Exercise tasks:
A. In the piece on environmental changes for health and wellness goals, what should you carry if you want to avoid spending money?
B. Pick up the piece on environmental changes for health and wellness goals right after its last sentence, and keep going in the same style.

Here are a few more examples of environmental changes as they relate to health and wellness goals:

**The key here is to make the environmental change obvious, as silly it may seem.

  1. To increase physical activity: place a set of dumbells, a kettlebell or a pair of sneakers in front of your door. This way, each time you enter the door, you have a reminder to exercise (put a hand-written sign if you need an additional push). Other examples would be replacing a chair with an exercise bike, or opting for the stairs instead of the elevator. You'd be surprised how much an impact this has.

  2. To avoid spending money- only carry cash. We don’t like spending cash. The act of handing someone else your hard earned money is painful, so try ditching your cards for a few months and sticking to just cash.

  3. To decrease stress- set a reminder to meditate for 5 minutes every morning before you start your day. To make it even more of a commitment, set a yoga mat up in your room beside your bed to remind yourself upon waking.

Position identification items
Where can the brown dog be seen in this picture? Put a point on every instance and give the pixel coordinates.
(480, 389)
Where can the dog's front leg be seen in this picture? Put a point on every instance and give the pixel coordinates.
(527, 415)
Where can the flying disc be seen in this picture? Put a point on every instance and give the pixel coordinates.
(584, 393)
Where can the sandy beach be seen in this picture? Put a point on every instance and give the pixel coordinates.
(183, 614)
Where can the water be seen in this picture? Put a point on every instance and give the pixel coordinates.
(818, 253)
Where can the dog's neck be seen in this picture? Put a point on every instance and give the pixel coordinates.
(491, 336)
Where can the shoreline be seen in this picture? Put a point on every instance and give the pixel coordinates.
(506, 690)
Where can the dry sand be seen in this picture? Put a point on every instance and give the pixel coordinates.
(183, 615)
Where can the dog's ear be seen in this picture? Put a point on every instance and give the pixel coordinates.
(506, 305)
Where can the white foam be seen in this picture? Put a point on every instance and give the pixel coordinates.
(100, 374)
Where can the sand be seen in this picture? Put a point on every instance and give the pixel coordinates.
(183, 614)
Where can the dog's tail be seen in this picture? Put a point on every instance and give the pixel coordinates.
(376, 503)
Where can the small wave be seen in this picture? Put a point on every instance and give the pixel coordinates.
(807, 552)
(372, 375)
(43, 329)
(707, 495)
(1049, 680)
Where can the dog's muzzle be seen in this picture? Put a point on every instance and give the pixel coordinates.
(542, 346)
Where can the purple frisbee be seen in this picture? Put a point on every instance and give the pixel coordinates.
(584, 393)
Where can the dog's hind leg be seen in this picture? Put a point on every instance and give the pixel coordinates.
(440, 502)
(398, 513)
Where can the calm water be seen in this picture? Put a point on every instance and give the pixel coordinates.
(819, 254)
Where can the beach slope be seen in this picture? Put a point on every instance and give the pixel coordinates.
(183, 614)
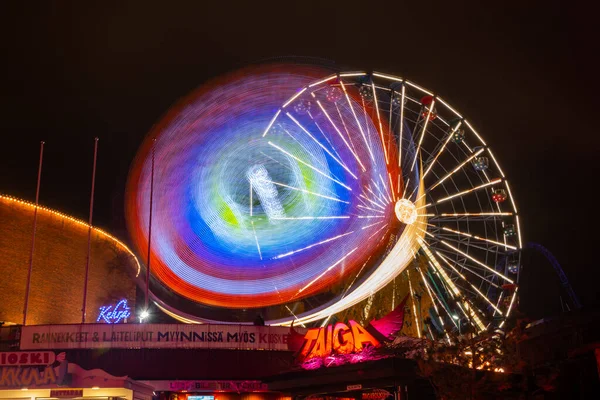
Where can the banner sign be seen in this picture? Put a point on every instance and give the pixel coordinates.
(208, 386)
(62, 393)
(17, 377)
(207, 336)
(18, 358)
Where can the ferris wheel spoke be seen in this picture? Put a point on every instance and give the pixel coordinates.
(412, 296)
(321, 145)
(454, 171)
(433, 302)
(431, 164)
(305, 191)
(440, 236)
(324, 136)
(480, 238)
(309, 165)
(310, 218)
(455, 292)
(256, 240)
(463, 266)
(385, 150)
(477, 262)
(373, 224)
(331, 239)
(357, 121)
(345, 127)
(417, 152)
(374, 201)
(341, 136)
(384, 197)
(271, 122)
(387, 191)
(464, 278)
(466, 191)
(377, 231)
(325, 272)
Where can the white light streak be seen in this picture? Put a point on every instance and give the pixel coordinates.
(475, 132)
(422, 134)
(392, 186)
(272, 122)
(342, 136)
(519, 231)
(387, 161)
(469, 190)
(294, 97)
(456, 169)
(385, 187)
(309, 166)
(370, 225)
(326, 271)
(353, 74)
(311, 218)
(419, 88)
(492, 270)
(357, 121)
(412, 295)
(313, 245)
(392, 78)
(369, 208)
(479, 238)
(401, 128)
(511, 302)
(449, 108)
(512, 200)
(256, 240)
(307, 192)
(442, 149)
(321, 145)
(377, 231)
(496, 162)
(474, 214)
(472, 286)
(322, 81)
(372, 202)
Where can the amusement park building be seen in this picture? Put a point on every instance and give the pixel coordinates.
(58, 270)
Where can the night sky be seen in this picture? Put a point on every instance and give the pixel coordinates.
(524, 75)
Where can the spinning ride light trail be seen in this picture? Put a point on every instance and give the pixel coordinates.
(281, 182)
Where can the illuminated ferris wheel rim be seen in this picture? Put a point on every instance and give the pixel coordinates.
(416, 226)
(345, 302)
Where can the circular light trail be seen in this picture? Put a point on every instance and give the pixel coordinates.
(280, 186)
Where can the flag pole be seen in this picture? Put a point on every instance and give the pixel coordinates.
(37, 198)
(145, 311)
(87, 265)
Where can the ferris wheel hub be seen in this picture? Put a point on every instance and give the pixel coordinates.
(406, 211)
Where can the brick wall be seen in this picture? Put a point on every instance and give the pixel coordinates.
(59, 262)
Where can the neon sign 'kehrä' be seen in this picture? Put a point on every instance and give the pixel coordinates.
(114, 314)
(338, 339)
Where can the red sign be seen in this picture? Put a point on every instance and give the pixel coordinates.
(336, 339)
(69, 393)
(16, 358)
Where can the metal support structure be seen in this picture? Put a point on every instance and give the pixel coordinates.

Written responses:
A. Only cash.

B.
  4. To increase work productivity- get a jar and fill it with marbles equal to the number of tasks you’d like to complete. After completion of every task, move one marble to an adjacent jar, until the first jar is empty. (courtesy of Atomic Habits by James Clear)

While I know these changes may seem obvious, if you’re struggling to achieve a certain goal, try changing your environment. Give yourself some credit and realize that you don’t need to live someone else’s life, you need to optimize your own.